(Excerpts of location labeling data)

● ● ● ●

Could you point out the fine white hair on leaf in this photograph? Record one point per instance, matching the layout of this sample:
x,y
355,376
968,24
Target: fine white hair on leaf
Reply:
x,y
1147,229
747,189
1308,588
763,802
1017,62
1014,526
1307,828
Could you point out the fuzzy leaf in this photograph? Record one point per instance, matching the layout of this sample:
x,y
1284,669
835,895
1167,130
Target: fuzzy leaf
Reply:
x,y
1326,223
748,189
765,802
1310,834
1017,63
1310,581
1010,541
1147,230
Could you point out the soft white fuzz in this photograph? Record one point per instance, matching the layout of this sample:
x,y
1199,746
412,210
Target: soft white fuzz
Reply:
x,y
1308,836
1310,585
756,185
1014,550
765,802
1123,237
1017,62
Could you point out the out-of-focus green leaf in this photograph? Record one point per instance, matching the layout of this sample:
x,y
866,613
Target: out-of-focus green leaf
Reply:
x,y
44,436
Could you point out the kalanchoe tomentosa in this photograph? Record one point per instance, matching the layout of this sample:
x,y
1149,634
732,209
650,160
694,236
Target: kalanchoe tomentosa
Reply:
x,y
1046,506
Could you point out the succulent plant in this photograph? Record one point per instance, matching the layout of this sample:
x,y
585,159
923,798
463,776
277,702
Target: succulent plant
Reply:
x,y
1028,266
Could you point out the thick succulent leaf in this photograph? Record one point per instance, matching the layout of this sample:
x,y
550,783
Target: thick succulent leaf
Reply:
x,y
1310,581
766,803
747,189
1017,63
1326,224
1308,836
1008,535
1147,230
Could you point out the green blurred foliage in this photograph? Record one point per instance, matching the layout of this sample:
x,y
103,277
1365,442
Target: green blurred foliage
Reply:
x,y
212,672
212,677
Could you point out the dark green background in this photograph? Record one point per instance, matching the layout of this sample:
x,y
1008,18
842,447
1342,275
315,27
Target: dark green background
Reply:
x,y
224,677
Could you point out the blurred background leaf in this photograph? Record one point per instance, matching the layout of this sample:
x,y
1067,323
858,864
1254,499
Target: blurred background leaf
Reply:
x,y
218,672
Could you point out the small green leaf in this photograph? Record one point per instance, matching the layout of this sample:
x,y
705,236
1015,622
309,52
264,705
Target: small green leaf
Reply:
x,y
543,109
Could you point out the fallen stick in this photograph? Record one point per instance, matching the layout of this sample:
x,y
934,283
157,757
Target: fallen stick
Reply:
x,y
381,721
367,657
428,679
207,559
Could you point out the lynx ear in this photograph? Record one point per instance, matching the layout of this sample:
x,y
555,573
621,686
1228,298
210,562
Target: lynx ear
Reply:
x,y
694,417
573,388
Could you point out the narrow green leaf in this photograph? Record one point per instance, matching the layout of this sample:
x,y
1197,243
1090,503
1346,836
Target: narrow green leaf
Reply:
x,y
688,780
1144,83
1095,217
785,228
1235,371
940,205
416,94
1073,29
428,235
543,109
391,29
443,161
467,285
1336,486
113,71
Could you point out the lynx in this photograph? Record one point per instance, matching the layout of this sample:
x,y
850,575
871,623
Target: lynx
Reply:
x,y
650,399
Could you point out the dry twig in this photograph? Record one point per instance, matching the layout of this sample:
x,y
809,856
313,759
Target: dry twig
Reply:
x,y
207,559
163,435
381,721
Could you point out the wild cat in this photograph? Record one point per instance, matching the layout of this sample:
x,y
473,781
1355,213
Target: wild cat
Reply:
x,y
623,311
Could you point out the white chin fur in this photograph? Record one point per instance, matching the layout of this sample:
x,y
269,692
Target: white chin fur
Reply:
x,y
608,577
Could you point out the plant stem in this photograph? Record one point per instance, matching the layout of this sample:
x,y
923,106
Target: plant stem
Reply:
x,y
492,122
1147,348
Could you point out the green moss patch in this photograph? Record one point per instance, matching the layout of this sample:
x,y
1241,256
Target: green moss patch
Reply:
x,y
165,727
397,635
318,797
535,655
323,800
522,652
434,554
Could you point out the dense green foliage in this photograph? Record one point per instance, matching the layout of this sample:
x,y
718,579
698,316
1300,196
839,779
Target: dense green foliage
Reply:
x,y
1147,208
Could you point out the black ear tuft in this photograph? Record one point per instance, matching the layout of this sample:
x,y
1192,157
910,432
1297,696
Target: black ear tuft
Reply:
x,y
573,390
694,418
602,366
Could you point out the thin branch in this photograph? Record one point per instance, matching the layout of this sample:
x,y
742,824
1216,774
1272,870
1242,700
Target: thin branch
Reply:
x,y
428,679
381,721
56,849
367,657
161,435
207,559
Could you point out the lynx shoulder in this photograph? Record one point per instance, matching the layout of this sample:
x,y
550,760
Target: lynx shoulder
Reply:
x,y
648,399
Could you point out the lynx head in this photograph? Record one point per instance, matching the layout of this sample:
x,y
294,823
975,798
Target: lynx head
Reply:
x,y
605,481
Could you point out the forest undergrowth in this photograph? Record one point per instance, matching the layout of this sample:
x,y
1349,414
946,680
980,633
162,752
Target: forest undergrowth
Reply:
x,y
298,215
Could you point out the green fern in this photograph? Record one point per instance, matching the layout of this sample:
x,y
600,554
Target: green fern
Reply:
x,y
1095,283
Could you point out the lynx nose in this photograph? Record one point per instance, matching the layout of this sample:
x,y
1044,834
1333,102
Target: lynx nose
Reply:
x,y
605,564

● ● ● ●

■ Short task
Output the full listing exactly as it stands.

■ Solution
Could you point out the fine white hair on leaf in this photograph? Record one point per instance, matching the layout of this sample:
x,y
355,376
968,24
Target: fine white hair on leaf
Reply:
x,y
1147,229
747,189
1308,588
763,802
1017,62
1014,526
1307,828
Could you point out the fuzzy leaf in this photograph? Record one point per instance, matching the layout of this sample:
x,y
1284,669
835,895
1167,130
Target: fuzzy leaf
Reply:
x,y
1326,223
748,189
765,802
1310,834
1017,63
1310,581
1010,541
1147,230
Could you point out the soft white fuzz in this photograph? Record one point per instance, matching the layout of this sample:
x,y
1199,746
412,210
Target: soft white fuzz
Reply:
x,y
1308,836
1310,585
756,185
1014,550
765,802
1123,237
1017,62
Could you point out the out-of-focus green leaf in this photograph? Record one point per instance, matching the layout of this sample:
x,y
866,613
Target: out-of-focus green leaf
Reply:
x,y
44,436
Could you point out the kalanchoe tomentosa in this photograph? Record one point per instance, matching the layout of this sample:
x,y
1149,634
732,209
650,160
694,236
Target: kalanchoe tomentosa
Reply:
x,y
1046,506
Could you point out the succulent plant in this photograph? Record one point per instance, matching the layout of this sample:
x,y
585,159
923,798
463,776
277,702
Target: succulent plant
Reply:
x,y
1028,266
Could you point out the thick succulent leaf in this photograph? Record one point per instance, matching the layout of this sample:
x,y
550,783
Target: thick succulent leaf
Reply:
x,y
1310,581
766,803
747,189
1017,63
1326,224
1308,836
1008,535
1147,230
Could you point out the green blurred foliage in this photograph? Record one point per instance, matching the layout of this sample:
x,y
103,277
1365,442
Target: green blurred foliage
Reply:
x,y
212,672
212,677
Could you point out the dark green background in this photograph? Record one point per instance, matching the layout of this sample:
x,y
1008,18
842,447
1342,275
315,27
Target: dark green background
Reply:
x,y
224,677
Could you point out the blurred background leaf in this photograph? Record one point per instance, matching the layout of this sample:
x,y
1067,323
858,864
1254,499
Target: blurred background leaf
Reply:
x,y
218,672
Could you point out the small green leaf in this photograph? Record one point per instance, matching the layout of this sample:
x,y
705,236
1015,622
309,52
264,705
Target: small green leaf
Reply:
x,y
543,109
Could you point out the fallen stick in this photograph? Record one point per instance, matching the layout of this sample:
x,y
934,283
157,757
Target: fallen stick
Reply:
x,y
381,721
367,657
428,679
207,559
Could you point out the lynx ear in this photograph? Record one point per instance, matching the layout of this sample:
x,y
555,573
621,686
1228,298
210,562
Target: lynx ear
Reply:
x,y
694,417
573,388
Could you point out the narrow green leaf in this photograph? Record one point per instance, matching the layout of this sample:
x,y
1197,243
1090,503
1346,836
Target: narrow green leaf
Reply:
x,y
688,780
1144,83
1095,217
785,228
1235,371
940,205
416,94
1073,29
428,235
543,109
391,29
443,161
467,285
1336,486
113,71
Could you point out the lynx in this photograph? Record one point per instance, matching the layout of this sample:
x,y
850,575
871,623
Target: lynx
Reply:
x,y
650,399
Could you point out the dry twig in this photograph? Record one point per instance, matching the layout of this sample:
x,y
809,856
313,759
Target: dry twig
Reply:
x,y
207,559
163,435
381,721
Could you point out the wild cat in this photograph? Record one point per instance, matching the layout of this sample:
x,y
473,781
1355,213
Target: wild cat
Reply:
x,y
623,311
Could you point out the white chin fur in this photograph? Record one point per instance, matching the layout of this sample:
x,y
269,692
Target: white chin fur
Reply:
x,y
608,577
Could you point out the plant stem in this photograph? Record one point per instance, matching the layout of this sample:
x,y
923,106
Target: plant stem
Reply:
x,y
492,122
1147,348
Could you point out the green moss patch in this photograph? Record one point per instance, matching the layout of this sample:
x,y
1241,256
Target: green moss patch
Reply:
x,y
165,727
397,635
318,797
535,655
323,800
522,652
434,554
Could you point out the dense green foliage in this photograph? Record one point per instance, matching the layout of this sample:
x,y
718,579
698,316
1300,196
839,779
Target: dense green foliage
Reply:
x,y
1147,208
Could you point out the black ear tuft in this photograph? Record one point per instance, matching the layout of this sample:
x,y
1192,157
910,432
1297,696
Target: black ear tuft
Reply:
x,y
573,390
694,418
602,366
Could you point out the thin branch in this photograph? Record one point per instance, matching the layout of this sample:
x,y
742,824
1216,774
1272,870
1242,700
Target: thin branch
Reply:
x,y
428,679
381,721
56,849
367,657
161,435
207,559
Could you point out the lynx shoulder in this photograph? Record one point per instance, matching the layout of this sample:
x,y
550,760
Target: lynx shoulder
Reply:
x,y
648,399
Could you point out the lynx head in this photograph? Record one point per instance, matching the layout of this sample:
x,y
294,823
975,798
Target: lynx head
Reply:
x,y
605,481
Could you point out the forest undergrowth in this photograph? Record one point per instance, matching the layout of this sample:
x,y
1349,414
946,680
980,633
162,752
Target: forest undergrowth
Reply:
x,y
298,215
Could you point out the green fern in this photograph? Record one point per instance, matching the layout of this sample:
x,y
600,554
Target: green fern
Reply:
x,y
1095,283
Could you point out the lynx nose in this photograph? Record one point per instance, matching the layout of this sample:
x,y
1044,834
1333,102
Target: lynx nose
Reply:
x,y
605,564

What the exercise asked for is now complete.